Task goal. Reproduce the lines between the one holding "Return the mask of every instance of the shoe" and the one holding "692 685 L 716", inclusive, and only those. Leave all other text as it stands, but multiply every coordinate in the answers by 1.95 and round each result to a whole number, with halves rounded up.

Task material.
┄┄┄┄┄┄┄┄┄┄

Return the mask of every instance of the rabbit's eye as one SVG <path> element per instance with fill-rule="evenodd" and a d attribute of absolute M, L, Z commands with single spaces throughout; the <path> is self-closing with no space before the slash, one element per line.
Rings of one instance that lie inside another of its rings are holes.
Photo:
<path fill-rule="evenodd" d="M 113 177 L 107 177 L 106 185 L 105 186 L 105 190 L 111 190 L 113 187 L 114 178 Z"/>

┄┄┄┄┄┄┄┄┄┄

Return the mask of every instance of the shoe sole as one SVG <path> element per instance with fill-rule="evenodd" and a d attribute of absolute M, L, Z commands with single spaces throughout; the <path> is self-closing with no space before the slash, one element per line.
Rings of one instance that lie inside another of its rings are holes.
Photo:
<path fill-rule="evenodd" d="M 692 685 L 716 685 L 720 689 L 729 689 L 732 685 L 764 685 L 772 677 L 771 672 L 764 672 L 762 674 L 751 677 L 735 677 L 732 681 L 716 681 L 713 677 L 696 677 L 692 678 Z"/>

┄┄┄┄┄┄┄┄┄┄

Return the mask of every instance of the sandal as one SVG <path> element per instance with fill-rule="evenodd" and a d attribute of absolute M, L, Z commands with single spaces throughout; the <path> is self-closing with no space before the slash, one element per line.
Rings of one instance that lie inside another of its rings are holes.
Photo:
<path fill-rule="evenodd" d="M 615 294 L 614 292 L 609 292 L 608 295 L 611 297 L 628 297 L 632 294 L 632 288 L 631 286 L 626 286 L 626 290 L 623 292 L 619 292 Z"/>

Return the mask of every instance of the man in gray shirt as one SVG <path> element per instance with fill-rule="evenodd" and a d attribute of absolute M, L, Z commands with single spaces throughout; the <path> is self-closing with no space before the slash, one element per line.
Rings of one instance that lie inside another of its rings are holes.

┄┄┄┄┄┄┄┄┄┄

Task result.
Return the mask of every instance of the shoe sole as one SVG <path> element per instance with fill-rule="evenodd" and a d attribute of absolute M, L, Z commands with single spaces throughout; the <path> is self-closing with no space before the slash, one element per line.
Rings of one instance that lie inside another of its rings are holes.
Photo:
<path fill-rule="evenodd" d="M 1349 1336 L 1396 1336 L 1404 1344 L 1422 1344 L 1427 1336 L 1490 1336 L 1505 1320 L 1503 1310 L 1490 1310 L 1486 1314 L 1464 1320 L 1433 1320 L 1427 1328 L 1396 1328 L 1390 1320 L 1357 1320 L 1349 1322 Z"/>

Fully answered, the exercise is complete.